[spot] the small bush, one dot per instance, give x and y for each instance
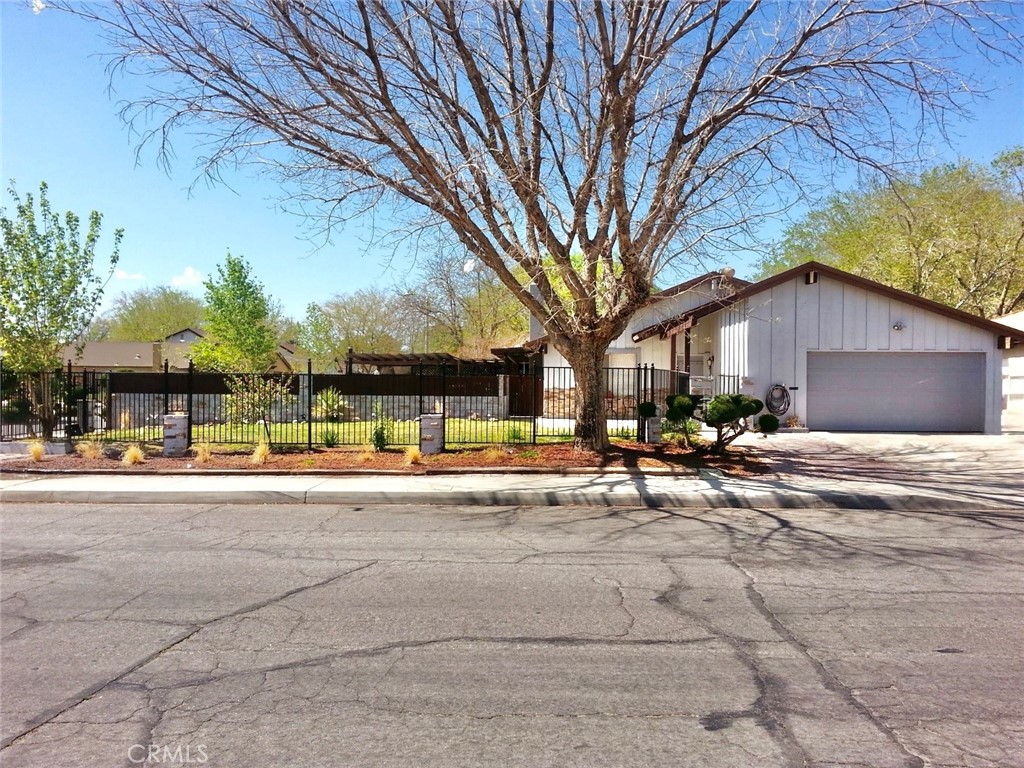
(495, 454)
(330, 406)
(382, 432)
(729, 415)
(623, 433)
(261, 453)
(203, 452)
(91, 450)
(133, 455)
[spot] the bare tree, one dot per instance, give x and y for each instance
(463, 302)
(580, 145)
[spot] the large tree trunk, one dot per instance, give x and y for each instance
(587, 359)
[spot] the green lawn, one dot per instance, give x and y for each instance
(458, 431)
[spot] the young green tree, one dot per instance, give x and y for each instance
(50, 283)
(953, 233)
(240, 338)
(148, 314)
(636, 134)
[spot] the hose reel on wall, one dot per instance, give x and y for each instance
(777, 400)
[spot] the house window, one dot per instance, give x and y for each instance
(621, 359)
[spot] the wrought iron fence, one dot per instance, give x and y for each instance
(481, 407)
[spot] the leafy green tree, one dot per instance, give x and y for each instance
(49, 283)
(239, 334)
(148, 314)
(953, 233)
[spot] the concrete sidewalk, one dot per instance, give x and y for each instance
(711, 488)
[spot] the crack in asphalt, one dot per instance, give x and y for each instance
(55, 712)
(828, 680)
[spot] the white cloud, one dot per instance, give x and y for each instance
(122, 274)
(190, 276)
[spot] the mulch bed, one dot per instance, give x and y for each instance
(555, 457)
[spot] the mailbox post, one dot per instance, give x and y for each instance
(431, 433)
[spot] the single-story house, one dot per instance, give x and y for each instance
(114, 355)
(837, 351)
(1013, 377)
(177, 351)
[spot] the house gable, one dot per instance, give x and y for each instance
(811, 272)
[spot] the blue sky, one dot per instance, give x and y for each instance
(59, 124)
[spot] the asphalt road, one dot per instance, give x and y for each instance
(399, 636)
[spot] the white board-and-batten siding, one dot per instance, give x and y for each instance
(765, 339)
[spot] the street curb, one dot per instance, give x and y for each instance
(517, 498)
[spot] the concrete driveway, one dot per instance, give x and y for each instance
(432, 637)
(986, 468)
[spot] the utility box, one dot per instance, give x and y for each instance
(175, 434)
(431, 433)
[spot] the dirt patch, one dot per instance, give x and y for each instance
(559, 457)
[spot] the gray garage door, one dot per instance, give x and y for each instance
(896, 391)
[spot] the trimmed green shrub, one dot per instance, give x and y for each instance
(330, 406)
(729, 415)
(679, 417)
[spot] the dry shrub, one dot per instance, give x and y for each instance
(133, 455)
(202, 452)
(91, 450)
(37, 449)
(261, 453)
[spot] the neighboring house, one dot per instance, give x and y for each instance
(177, 352)
(177, 348)
(114, 355)
(1013, 378)
(849, 353)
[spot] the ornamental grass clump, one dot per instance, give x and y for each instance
(132, 456)
(261, 453)
(37, 449)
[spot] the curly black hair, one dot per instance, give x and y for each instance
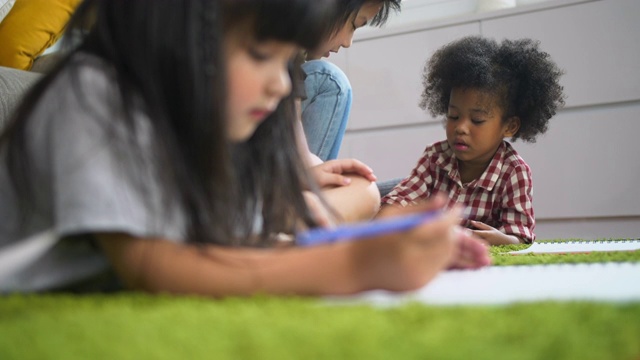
(517, 71)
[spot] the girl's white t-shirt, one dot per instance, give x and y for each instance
(90, 174)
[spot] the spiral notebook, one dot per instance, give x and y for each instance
(583, 246)
(498, 285)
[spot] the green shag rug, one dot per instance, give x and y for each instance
(140, 326)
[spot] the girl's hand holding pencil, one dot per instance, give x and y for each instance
(408, 247)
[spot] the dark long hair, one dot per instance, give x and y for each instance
(345, 9)
(269, 170)
(168, 53)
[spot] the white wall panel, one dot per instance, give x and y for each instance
(588, 163)
(386, 75)
(596, 43)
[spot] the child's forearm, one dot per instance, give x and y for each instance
(157, 266)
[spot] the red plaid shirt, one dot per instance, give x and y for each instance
(501, 197)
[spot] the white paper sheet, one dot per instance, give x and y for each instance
(579, 247)
(610, 282)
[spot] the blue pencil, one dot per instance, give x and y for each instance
(319, 236)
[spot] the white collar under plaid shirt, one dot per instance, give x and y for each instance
(501, 197)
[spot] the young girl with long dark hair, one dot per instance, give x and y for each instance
(161, 155)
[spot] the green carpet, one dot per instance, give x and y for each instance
(139, 326)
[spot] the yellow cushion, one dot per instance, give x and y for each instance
(30, 28)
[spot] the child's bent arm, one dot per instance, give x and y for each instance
(158, 265)
(397, 262)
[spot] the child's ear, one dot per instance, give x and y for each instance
(512, 127)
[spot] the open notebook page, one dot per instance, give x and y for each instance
(611, 282)
(580, 246)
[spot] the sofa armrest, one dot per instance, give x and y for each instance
(13, 84)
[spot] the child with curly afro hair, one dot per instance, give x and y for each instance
(489, 91)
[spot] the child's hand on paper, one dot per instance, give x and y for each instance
(332, 172)
(472, 253)
(408, 260)
(492, 235)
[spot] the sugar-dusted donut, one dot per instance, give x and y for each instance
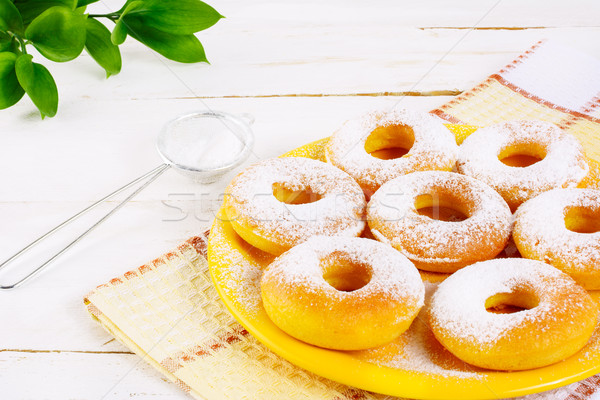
(541, 315)
(280, 202)
(342, 293)
(562, 227)
(439, 245)
(370, 148)
(562, 161)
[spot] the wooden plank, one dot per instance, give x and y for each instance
(66, 376)
(96, 146)
(48, 313)
(316, 60)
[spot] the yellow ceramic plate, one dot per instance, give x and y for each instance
(235, 268)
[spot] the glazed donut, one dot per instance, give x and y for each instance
(562, 228)
(281, 202)
(512, 314)
(364, 147)
(438, 245)
(342, 293)
(562, 161)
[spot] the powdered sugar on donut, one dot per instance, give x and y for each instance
(541, 221)
(458, 305)
(391, 273)
(393, 217)
(339, 211)
(562, 166)
(434, 147)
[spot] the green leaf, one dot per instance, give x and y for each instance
(30, 9)
(98, 44)
(10, 89)
(120, 32)
(10, 17)
(58, 33)
(177, 16)
(181, 48)
(38, 84)
(83, 3)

What you will do: Revise every one of the entries above, putting "a single dot for each occurrence" in place of each "one dot per instance" and leaving everything else unchanged. Leave the pictures out of your answer.

Solution below:
[spot] the small bush, a single dot for each occurrence, give x and y for each instance
(495, 454)
(330, 406)
(382, 432)
(729, 415)
(623, 433)
(261, 453)
(203, 452)
(91, 450)
(133, 455)
[spot] the bare tree, a single dot for each occurrence, give x and y for each instance
(463, 302)
(580, 145)
[spot] the large tree trunk, a single dot for each occurrence, give x and y for each instance
(587, 359)
[spot] the green lawn, a single dot for each occurrence, give x and y for each instance
(458, 431)
[spot] the young green tree, a single dot for each occurrence, give x and y for each instance
(50, 283)
(953, 233)
(240, 338)
(148, 314)
(636, 134)
[spot] the hose reel on wall, a single dot for each occurrence, give x and y for each instance
(777, 400)
[spot] the house window, a single dot for each occurrence, give x and y for each instance
(621, 359)
[spot] the wrought iron fence, a single dot for each occurrence, give x and y for each instance
(481, 407)
[spot] the leafy green tree, a single dot for each occurrence, give x and y for each instance
(49, 283)
(239, 334)
(148, 314)
(953, 233)
[spot] the concrete sidewalk, a single dot for each occurrence, give x and y for each instance
(711, 488)
[spot] the crack in asphalt, a single dot for each occurrence, give x and y for each instance
(55, 712)
(828, 680)
[spot] the white cloud, a single dot for each occurrence, give x and y for each instance
(122, 274)
(190, 276)
[spot] the mulch bed, a single dot for each occurrence, give x and y for each instance
(555, 457)
[spot] the mailbox post, a single dot for each occurrence, give x and y for each instance
(431, 433)
[spot] the single-story house, a single dot for each occurrence, give x and y for each instance
(114, 355)
(837, 351)
(1013, 377)
(177, 351)
[spot] the house gable, a single dot for each occurrence, give x and y for each instance
(811, 272)
[spot] the blue sky, a single dot for each occurrence, give x and y for each instance
(59, 124)
[spot] the asphalt road, a single dot for each occurrence, give x and y for each instance
(399, 636)
[spot] the white board-and-batten siding, a single dot for each occurrence, give x and y for each instance
(765, 339)
[spot] the street curb, a single dot for each occurrence, give x and y for each instance
(517, 498)
[spot] the concrete driveway, a single dot for each occurrence, give x and y for each instance
(432, 637)
(986, 468)
[spot] the utility box, a single dot for each occurrence, give x and y for each instance
(175, 434)
(431, 433)
[spot] the dirt patch, a single dot for each occurrence, give x and y for each instance
(559, 457)
[spot] the gray garage door, a single dot for each occurrence, give x and y for each instance
(896, 391)
[spot] the trimmed green shrub, a single dot for each occurrence, give x and y for each instance
(330, 406)
(729, 415)
(679, 417)
[spot] the dry shrub, a single dot for each occurrence, give x and y for each instance
(133, 455)
(202, 452)
(91, 450)
(37, 449)
(261, 453)
[spot] the neighboring house, a single dot for each occurrence, give x and y for each instance
(177, 352)
(177, 348)
(114, 355)
(1013, 378)
(849, 353)
[spot] the ornamental grass clump, a single dot for each occurrence, give x and y for each instance
(132, 456)
(261, 453)
(37, 449)
[spot] the curly black hair, a single dot for each occurrence, give x and y for each instance
(517, 71)
[spot] the girl's white t-shirt, a single dot for each occurrence, give x and y for each instance
(90, 174)
[spot] the spiral notebook, a single dot for each occurrence, give x and y for each instance
(583, 246)
(498, 285)
[spot] the green shag rug, a single dot for each occurrence, give x and y for each instance
(140, 326)
[spot] the girl's hand holding pencil, a single dot for each occurrence, give x and y for each instance
(408, 247)
[spot] the dark long hair, a single dot for each occurrence, give x and y for each instance
(345, 9)
(269, 170)
(168, 53)
[spot] the white wall panel, a single dot for each occurrence, give x and y for each instance
(588, 163)
(386, 75)
(596, 43)
[spot] the child's forearm, a single dot for each occurrence, give x and y for each instance
(157, 266)
[spot] the red plaid shirt, a single dot for each occurrence, give x and y for each instance
(501, 197)
[spot] the white paper sheet, a single dot for each occurrence, give x and y for each instance
(579, 247)
(610, 282)
[spot] the blue pencil, a single dot for each occurrence, give x and y for each instance
(319, 236)
[spot] the white collar under plaid shirt, a single dot for each occurrence, give x and y for each instance
(501, 197)
[spot] the young girl with long dark hair, a single dot for each occurrence, give x and y for each instance
(161, 155)
[spot] the green carpet, a single dot for each occurrence, give x and y for each instance
(139, 326)
[spot] the yellow cushion, a single dot for each occurrence, give x and y for each instance
(30, 28)
[spot] the child's bent arm, a single dot for each occurrence, give x and y for each instance
(158, 265)
(397, 262)
[spot] the child's ear, a single dot for each occurrence, give x and y for each instance
(512, 127)
[spot] the open notebook page, a single dot for each occurrence, give x and y for each instance
(611, 282)
(580, 246)
[spot] the sofa armrest, a single dot for each occurrence, give x and y for each instance
(13, 84)
[spot] the child with curly afro hair, a single dot for each occurrence, give x and y for each instance
(489, 91)
[spot] the child's hand on paper, a single dot for each occurrence, give x and y for each instance
(332, 172)
(472, 253)
(408, 260)
(492, 235)
[spot] the sugar-dusted donut, a single dot for each occurrence, give x and y for each instance
(541, 315)
(280, 202)
(342, 293)
(562, 227)
(439, 245)
(370, 148)
(562, 161)
[spot] the wooden plank, a single dot for each occurrence, give x and y for each instance
(66, 376)
(96, 146)
(48, 313)
(316, 60)
[spot] the yellow ceramic plate, a single dot for each occurrence, give x and y for each instance
(235, 268)
[spot] the glazed donut, a single dot for each occurrence, give x and y for each instance
(562, 228)
(281, 202)
(512, 314)
(364, 147)
(438, 245)
(342, 293)
(562, 161)
[spot] the powdered sugar on donut, a single dot for each occurrence, give x and y for each instance
(541, 221)
(458, 305)
(391, 273)
(393, 217)
(339, 211)
(562, 166)
(434, 147)
[spot] the green leaf, a single dot for each occurrence, give x and y for each instance
(30, 9)
(98, 44)
(10, 89)
(120, 32)
(10, 17)
(58, 33)
(177, 16)
(181, 48)
(38, 84)
(83, 3)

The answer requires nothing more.